El ingreso básico universal (II): el fundamento
Juan Manuel Camargo G.
Hay tres corrientes principales cuando se trata de defender la idea de un ingreso básico universal (IBU):
La primera lo considera un dividendo en favor de los ciudadanos, al que tienen derecho por la explotación de los recursos estatales, propiedad de toda la nación. Es el caso del dividendo anual de Alaska, que mencioné en la columna pasada (ed. 618).
La segunda ve al IBU como la solución a la necesidad de proporcionar ingresos a las personas en épocas de desempleo crónico. Es la razón por la que el IBU cobró fuerza en el 2020. Ante el desempleo masivo y forzado provocado por la pandemia del covid-19, numerosos gobiernos en el planeta concedieron subsidios prolongados a sus ciudadanos, sin otro propósito que ayudarlos a sobrevivir. No se acaban de superar los efectos de esa crisis global cuando surge el temor de que la inteligencia artificial y la robotización acaben con millones de puestos de trabajo (300 millones, según Goldman Sachs). El impacto amenaza ser tan profundo y rápido que se tiene poca esperanza de que las economías sean capaces de generar suficientes empleos nuevos, por lo que no hay más remedio que considerar opciones que antes sonaban quiméricas.

CONTENIDO DEL LISTADO:
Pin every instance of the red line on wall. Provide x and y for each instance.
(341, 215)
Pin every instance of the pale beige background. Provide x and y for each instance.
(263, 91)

TAREAS REQUERIDAS:
1. Según el texto sobre el ingreso básico universal, ¿cuántos puestos de trabajo podrían eliminar la inteligencia artificial y la robotización de acuerdo con Goldman Sachs?
2. Copie, por favor, el fragmento del texto sobre el ingreso básico universal que empieza en "El ingreso básico" y termina en "pasada (ed. 618).".

RESPUESTAS POR NÚMERO:
1. 300 millones.

2.
El ingreso básico universal (II): el fundamento
Juan Manuel Camargo G.
Hay tres corrientes principales cuando se trata de defender la idea de un ingreso básico universal (IBU):
La primera lo considera un dividendo en favor de los ciudadanos, al que tienen derecho por la explotación de los recursos estatales, propiedad de toda la nación. Es el caso del dividendo anual de Alaska, que mencioné en la columna pasada (ed. 618).